*** RECORDS PROVIDED ***

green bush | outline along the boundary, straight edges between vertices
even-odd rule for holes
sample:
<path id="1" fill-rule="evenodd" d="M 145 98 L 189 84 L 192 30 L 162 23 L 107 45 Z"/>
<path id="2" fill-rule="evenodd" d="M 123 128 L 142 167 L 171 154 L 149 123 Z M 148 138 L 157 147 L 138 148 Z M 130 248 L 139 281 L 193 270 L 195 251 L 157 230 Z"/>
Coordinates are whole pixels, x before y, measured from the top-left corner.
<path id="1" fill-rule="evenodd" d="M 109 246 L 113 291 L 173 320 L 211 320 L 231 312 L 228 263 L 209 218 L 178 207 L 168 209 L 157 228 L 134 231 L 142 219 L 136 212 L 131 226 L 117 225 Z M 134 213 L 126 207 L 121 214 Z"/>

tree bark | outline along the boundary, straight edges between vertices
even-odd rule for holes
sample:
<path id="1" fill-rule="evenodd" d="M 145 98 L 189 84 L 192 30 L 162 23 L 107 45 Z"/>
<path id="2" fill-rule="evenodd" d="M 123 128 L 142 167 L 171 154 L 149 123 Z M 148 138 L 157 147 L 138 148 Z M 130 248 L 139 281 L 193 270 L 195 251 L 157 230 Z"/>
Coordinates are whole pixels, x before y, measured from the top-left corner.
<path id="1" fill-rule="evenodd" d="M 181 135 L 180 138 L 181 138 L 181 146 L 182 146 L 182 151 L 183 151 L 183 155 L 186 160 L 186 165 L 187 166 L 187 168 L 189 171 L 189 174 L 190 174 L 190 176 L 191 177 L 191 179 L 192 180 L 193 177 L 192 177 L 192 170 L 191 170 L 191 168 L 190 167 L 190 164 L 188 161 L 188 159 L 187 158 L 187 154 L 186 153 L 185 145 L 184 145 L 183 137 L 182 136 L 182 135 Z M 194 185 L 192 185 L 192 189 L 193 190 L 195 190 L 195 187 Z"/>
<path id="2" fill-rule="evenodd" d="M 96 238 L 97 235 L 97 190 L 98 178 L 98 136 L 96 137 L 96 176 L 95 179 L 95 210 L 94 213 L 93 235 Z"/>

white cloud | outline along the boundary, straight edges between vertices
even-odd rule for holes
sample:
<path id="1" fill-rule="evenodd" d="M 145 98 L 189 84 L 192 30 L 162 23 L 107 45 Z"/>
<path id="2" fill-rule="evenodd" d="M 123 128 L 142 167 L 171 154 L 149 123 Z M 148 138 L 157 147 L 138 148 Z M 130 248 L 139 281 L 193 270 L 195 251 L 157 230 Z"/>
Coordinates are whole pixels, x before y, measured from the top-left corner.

***

#### TASK STATEMENT
Reproduce every one of the entries above verbatim, keeping each line and character unchanged.

#### TASK SOLUTION
green bush | outline along the boundary, straight edges between vertices
even-odd rule for holes
sample:
<path id="1" fill-rule="evenodd" d="M 145 98 L 189 84 L 192 30 L 162 23 L 107 45 Z"/>
<path id="2" fill-rule="evenodd" d="M 123 128 L 142 167 L 171 154 L 149 123 Z M 148 138 L 157 147 L 138 148 Z M 130 248 L 139 281 L 193 270 L 195 251 L 157 230 Z"/>
Coordinates are whole pixels, x before y, measured from the top-left corner.
<path id="1" fill-rule="evenodd" d="M 109 246 L 113 291 L 173 320 L 211 320 L 231 312 L 228 263 L 209 218 L 178 207 L 168 209 L 157 228 L 134 231 L 142 219 L 136 212 L 131 226 L 117 225 Z M 134 213 L 126 207 L 121 214 Z"/>

tree bark | outline along the boundary, straight edges between vertices
even-odd rule for holes
sample:
<path id="1" fill-rule="evenodd" d="M 145 98 L 189 84 L 192 30 L 162 23 L 107 45 Z"/>
<path id="2" fill-rule="evenodd" d="M 123 128 L 142 167 L 171 154 L 149 123 Z M 148 138 L 157 147 L 138 148 Z M 130 248 L 139 281 L 193 270 L 195 251 L 157 230 Z"/>
Coordinates are whole pixels, x before y, measured from the top-left corner.
<path id="1" fill-rule="evenodd" d="M 181 135 L 180 138 L 181 138 L 181 146 L 182 146 L 182 151 L 183 151 L 183 155 L 186 160 L 186 165 L 187 166 L 187 168 L 189 171 L 189 174 L 190 174 L 190 176 L 191 177 L 191 179 L 192 180 L 193 177 L 192 177 L 192 170 L 191 170 L 191 168 L 190 167 L 190 164 L 188 161 L 188 159 L 187 158 L 187 154 L 186 153 L 185 145 L 184 145 L 183 137 L 182 136 L 182 135 Z M 194 185 L 192 185 L 192 189 L 193 190 L 195 190 L 195 187 Z"/>
<path id="2" fill-rule="evenodd" d="M 96 238 L 97 235 L 97 190 L 98 178 L 98 136 L 96 137 L 96 176 L 95 179 L 95 210 L 94 213 L 93 235 Z"/>

white cloud | outline along the boundary, straight edges between vertices
even-odd rule for holes
sample:
<path id="1" fill-rule="evenodd" d="M 145 98 L 189 84 L 192 30 L 162 23 L 107 45 Z"/>
<path id="2" fill-rule="evenodd" d="M 123 128 L 142 167 L 171 154 L 149 123 Z M 148 138 L 157 147 L 138 148 Z M 130 248 L 139 281 L 193 270 L 195 251 L 157 230 Z"/>
Coordinates are whole pixels, x before y, measured from the top-left corner.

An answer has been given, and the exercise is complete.